§ **Goal of the exercise**: Please reproduce, without any change, the lines from the start of the records through the line containing "positive clicks: (305, 51)", inclusive.

___ Input for this task

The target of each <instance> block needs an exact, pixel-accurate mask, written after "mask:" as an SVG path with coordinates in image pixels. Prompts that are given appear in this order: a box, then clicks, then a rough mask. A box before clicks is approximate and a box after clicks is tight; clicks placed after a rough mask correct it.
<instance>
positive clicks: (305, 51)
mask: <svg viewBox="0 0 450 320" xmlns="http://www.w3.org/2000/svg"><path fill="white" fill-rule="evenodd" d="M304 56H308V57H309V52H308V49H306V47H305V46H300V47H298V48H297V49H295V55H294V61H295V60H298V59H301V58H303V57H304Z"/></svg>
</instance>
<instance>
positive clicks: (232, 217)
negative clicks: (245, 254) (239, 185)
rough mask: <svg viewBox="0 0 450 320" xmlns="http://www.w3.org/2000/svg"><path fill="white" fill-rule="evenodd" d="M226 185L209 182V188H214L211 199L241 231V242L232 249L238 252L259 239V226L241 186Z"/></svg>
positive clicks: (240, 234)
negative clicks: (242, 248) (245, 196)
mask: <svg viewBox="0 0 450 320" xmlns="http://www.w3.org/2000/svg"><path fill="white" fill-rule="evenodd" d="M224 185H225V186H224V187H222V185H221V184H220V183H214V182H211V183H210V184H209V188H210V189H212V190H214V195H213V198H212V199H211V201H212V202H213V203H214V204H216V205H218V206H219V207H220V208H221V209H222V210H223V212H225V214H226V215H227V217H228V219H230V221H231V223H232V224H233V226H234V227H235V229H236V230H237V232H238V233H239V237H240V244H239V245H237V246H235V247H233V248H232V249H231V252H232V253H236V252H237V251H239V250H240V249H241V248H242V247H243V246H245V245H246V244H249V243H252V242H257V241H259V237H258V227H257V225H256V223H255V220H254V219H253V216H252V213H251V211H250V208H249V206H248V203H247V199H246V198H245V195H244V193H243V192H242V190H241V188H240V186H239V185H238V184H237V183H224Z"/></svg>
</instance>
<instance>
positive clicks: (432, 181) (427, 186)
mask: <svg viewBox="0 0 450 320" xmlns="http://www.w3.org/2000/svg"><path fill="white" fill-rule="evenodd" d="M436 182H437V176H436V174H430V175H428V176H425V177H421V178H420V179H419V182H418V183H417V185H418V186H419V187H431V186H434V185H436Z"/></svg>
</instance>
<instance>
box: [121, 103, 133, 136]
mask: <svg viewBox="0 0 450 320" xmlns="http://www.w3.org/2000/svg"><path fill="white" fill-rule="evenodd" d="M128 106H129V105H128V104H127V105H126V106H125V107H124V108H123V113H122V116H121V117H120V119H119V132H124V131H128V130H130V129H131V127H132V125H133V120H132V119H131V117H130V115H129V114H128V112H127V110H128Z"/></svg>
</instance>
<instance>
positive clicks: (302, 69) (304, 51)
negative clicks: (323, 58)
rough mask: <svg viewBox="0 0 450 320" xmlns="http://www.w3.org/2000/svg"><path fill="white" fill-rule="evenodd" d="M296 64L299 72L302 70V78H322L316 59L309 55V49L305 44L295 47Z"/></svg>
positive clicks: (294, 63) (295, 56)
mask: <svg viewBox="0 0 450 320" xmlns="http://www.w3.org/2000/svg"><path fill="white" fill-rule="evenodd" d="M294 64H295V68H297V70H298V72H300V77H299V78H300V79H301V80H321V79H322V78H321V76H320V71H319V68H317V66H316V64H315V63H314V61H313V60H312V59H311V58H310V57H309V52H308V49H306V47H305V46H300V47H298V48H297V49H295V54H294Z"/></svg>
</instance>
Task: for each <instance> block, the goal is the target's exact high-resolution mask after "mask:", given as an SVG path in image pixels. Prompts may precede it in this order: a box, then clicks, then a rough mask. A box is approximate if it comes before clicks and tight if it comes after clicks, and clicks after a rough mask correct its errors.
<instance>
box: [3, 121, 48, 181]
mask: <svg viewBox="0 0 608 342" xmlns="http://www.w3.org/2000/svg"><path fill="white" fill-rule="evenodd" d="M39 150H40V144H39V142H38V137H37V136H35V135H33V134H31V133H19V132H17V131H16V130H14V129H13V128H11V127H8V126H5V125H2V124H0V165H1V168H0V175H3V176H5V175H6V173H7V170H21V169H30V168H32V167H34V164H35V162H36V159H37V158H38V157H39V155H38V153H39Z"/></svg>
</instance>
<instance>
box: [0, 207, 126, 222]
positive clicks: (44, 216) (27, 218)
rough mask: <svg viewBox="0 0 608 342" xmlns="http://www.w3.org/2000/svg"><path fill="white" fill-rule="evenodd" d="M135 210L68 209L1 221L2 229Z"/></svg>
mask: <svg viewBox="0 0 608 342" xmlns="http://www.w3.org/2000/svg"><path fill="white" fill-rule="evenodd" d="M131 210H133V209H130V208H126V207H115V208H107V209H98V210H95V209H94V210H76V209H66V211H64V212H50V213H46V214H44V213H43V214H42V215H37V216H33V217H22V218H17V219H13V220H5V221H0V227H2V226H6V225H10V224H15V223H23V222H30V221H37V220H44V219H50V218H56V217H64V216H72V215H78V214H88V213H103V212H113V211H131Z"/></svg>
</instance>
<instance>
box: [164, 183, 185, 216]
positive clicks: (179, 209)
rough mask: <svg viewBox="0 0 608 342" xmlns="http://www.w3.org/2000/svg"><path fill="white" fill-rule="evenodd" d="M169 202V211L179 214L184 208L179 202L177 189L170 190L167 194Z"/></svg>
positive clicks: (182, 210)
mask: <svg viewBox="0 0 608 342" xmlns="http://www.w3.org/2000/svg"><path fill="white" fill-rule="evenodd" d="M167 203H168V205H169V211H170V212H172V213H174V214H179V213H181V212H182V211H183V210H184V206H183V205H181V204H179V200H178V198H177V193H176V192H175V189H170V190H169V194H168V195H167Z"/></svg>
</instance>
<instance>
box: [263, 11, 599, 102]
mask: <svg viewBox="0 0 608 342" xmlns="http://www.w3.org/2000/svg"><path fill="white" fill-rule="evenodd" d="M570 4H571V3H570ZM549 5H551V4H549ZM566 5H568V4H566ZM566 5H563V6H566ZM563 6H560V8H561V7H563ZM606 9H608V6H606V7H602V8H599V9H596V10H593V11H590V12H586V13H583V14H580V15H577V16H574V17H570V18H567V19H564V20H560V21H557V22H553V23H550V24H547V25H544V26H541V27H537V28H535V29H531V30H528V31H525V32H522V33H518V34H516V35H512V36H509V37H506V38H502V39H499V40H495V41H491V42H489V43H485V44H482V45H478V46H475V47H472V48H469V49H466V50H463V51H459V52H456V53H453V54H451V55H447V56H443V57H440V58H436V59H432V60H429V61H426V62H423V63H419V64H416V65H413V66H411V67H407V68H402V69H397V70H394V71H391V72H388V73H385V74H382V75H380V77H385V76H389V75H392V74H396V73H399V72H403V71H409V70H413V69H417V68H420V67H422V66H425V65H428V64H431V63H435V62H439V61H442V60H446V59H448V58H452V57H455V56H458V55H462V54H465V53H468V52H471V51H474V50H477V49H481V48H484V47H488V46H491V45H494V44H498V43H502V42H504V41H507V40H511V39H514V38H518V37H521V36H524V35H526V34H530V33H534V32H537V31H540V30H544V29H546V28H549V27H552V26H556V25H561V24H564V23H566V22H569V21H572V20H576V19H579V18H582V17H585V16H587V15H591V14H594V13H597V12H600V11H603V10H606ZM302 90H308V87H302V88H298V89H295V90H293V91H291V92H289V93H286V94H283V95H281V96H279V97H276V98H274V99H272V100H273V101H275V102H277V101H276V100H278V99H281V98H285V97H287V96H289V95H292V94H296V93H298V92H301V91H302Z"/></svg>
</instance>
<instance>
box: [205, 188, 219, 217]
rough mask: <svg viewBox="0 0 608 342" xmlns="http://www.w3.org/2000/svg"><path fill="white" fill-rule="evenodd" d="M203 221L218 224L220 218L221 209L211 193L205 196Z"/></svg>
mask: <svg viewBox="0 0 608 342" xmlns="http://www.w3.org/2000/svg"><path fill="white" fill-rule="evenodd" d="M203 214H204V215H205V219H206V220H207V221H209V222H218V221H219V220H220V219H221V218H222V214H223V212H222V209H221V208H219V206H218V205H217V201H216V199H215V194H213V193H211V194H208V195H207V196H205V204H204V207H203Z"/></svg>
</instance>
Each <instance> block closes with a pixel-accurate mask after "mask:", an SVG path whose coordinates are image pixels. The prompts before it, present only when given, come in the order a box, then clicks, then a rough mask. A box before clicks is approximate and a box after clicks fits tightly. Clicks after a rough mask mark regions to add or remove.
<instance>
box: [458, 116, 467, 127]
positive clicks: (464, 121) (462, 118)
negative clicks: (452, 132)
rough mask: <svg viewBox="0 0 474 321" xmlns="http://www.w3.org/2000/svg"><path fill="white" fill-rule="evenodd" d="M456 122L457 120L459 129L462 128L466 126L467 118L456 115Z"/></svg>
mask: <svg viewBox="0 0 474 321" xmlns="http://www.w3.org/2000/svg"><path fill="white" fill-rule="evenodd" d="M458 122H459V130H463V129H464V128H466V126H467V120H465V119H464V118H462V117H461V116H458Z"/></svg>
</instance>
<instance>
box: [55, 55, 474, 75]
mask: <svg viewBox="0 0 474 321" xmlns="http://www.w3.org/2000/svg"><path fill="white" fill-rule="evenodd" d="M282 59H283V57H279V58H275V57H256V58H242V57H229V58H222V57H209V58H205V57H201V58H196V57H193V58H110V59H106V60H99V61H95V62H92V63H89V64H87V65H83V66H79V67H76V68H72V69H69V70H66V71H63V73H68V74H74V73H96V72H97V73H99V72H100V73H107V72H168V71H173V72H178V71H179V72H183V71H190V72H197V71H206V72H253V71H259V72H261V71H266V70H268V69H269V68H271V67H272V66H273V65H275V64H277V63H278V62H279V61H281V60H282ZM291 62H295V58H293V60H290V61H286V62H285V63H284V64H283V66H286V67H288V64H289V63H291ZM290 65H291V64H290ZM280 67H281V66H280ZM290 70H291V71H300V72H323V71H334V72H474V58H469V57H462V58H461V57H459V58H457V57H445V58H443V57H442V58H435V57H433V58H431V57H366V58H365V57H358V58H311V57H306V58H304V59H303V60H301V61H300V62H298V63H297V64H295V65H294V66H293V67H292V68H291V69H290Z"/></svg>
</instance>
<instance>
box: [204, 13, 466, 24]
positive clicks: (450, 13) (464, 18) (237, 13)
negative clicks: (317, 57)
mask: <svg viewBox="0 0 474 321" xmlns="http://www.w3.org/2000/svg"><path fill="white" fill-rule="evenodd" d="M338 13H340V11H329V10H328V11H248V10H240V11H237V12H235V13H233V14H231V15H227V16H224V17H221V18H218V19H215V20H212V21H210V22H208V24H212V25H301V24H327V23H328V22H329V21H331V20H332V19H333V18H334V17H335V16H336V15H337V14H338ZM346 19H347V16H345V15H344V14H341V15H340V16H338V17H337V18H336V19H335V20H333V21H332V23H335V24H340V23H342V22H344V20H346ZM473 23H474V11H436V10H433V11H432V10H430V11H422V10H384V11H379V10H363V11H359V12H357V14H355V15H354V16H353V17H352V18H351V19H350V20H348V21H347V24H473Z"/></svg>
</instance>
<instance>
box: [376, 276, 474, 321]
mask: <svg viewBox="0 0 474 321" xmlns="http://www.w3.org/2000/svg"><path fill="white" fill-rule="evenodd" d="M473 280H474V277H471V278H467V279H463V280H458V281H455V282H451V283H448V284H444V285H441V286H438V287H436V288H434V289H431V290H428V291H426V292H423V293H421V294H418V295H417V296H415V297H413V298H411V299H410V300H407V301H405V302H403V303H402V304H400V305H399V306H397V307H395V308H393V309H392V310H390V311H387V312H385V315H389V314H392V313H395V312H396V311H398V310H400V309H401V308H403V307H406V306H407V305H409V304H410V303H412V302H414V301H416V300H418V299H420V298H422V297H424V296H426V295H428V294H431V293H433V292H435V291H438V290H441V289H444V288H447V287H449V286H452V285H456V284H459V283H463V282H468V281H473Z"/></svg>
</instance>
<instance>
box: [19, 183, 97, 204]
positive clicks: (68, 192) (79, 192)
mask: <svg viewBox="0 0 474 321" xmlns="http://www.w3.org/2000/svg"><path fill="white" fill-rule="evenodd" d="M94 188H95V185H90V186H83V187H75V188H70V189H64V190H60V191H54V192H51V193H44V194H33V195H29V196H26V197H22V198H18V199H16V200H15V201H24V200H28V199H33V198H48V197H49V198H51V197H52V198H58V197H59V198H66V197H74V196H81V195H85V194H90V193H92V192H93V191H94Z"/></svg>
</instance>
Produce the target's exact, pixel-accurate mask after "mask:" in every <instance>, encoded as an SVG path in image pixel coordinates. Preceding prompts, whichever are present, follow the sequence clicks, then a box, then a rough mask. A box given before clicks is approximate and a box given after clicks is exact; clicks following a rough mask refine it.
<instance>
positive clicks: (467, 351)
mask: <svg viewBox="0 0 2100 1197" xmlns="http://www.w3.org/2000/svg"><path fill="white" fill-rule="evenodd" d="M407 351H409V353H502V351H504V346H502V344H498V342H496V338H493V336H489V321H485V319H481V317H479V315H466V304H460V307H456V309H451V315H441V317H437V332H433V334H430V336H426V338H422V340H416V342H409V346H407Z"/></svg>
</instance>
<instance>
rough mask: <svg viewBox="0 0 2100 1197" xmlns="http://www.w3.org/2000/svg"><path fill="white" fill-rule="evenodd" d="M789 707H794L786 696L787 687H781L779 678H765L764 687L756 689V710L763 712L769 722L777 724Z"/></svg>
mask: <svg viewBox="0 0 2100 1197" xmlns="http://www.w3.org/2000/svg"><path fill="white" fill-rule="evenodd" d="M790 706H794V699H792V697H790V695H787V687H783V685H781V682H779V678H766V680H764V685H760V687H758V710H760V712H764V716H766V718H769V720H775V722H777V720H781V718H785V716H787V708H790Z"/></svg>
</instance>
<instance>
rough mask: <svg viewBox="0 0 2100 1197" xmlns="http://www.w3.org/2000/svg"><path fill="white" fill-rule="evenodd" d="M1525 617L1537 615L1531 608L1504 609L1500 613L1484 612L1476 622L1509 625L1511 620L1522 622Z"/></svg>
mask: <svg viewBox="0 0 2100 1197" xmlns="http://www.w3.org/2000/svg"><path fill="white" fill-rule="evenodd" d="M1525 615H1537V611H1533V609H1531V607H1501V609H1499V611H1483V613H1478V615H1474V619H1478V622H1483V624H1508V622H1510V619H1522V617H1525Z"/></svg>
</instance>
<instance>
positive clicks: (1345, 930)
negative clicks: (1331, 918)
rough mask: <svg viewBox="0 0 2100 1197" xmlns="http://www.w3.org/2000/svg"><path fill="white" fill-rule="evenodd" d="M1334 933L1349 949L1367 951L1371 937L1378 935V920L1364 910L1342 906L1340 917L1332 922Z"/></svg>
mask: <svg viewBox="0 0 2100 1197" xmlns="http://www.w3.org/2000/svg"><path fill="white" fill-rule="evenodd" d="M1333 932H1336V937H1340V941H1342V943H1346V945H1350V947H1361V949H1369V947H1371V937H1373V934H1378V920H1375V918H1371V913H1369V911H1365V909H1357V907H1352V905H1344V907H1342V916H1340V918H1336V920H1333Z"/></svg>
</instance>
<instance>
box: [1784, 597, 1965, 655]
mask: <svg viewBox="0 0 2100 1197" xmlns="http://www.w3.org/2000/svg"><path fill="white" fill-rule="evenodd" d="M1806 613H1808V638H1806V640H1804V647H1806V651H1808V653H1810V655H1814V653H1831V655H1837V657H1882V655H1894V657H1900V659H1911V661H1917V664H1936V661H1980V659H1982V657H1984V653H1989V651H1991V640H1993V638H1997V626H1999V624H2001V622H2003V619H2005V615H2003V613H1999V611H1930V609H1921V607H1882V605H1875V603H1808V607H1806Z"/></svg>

______

§ **Solution**:
The target of each <instance> block needs an exact, pixel-accurate mask, written after "mask:" as an SVG path with coordinates in image pixels. Prompts that are given appear in this order: a box, then clicks, then a rough mask. A box before clicks is approximate and a box after clicks is tight; clicks placed after a rough mask correct it.
<instance>
positive clicks: (305, 51)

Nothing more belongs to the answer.